→ Task prompt:
Which lines run from the one with "hole_handling: even-odd rule, per instance" through the end of the data? Retype them exactly, without pictures.

→ Records provided:
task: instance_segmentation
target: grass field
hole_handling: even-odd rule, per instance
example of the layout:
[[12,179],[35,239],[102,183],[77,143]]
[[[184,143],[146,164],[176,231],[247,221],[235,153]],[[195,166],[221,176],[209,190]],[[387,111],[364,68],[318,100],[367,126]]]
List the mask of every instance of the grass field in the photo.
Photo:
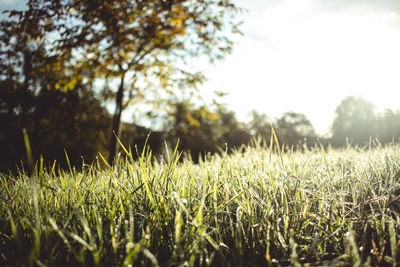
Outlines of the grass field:
[[255,142],[199,164],[145,151],[113,167],[2,175],[0,265],[400,262],[399,145],[278,147]]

→ Exercise solution:
hole_handling: even-odd rule, per instance
example of the layout:
[[12,179],[35,239],[102,183],[77,143]]
[[[184,143],[146,164],[176,231],[247,221],[235,153]],[[195,166],[221,176],[209,190]],[[387,111],[364,68],[318,100],[367,126]]]
List the mask of every instance of the grass field in the photo.
Photo:
Outlines of the grass field:
[[255,142],[199,164],[145,151],[113,167],[2,175],[0,265],[400,262],[399,145],[278,147]]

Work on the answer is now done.